● **Given text**
%%
Bevel Gear Cutting Blade Measurement

The Gleason GBX is a highly accurate CNC-controlled metrology device that is an integral unit with the blade mathematical software (GEMS) and control software.

0
1641

Traditional bevel gear cutting blade inspection machines have three linear axes for setup. One of the three axes is used for advancing the blade towards a mechanically or opto-electronically functioning measurement probe. In many cases the blade is inclined versus the major measurement plane by the angle of the cutter head slots of the particular blade type and perpendicular to the sides of the blade shank. This results in three linear freedoms of blade movements in connection with one to five probes and one inclination (commonly realized with a tapered block).

The Gleason No. 562, shown in Figure 1, is an example of a manually operated blade inspection device as described above. The blades are inclined at the same angle of the slot inclination in the respective cutter head. The blade geometry is described in the offset plane of the cutter head. The offset plane in face milling cutters is approximately the normal plane to the cutting velocity (offset plane ≈ cutting plane). In face hobbing cutters, the offset plane is designed to be close to the cutting plane for the majority of the gear designs considered to be cut with the particular cutter.
%%
Records from a dataset
%%
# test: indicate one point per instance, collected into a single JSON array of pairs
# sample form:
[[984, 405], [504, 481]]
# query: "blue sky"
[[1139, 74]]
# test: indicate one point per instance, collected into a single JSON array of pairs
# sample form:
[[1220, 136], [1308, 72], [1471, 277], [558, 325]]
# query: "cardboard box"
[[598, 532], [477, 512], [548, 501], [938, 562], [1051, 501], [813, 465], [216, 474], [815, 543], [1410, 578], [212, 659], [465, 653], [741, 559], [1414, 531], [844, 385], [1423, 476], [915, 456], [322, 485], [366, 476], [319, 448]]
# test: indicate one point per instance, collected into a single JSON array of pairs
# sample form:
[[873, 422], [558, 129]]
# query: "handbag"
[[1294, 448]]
%%
Give again the part of the blade measurement text starting with "The Gleason No." and going on through "the particular cutter.", substituting "reference plane" for "offset plane" each time it appears. The rows are separate material that stands apart from the text.

The Gleason No. 562, shown in Figure 1, is an example of a manually operated blade inspection device as described above. The blades are inclined at the same angle of the slot inclination in the respective cutter head. The blade geometry is described in the reference plane of the cutter head. The reference plane in face milling cutters is approximately the normal plane to the cutting velocity (reference plane ≈ cutting plane). In face hobbing cutters, the reference plane is designed to be close to the cutting plane for the majority of the gear designs considered to be cut with the particular cutter.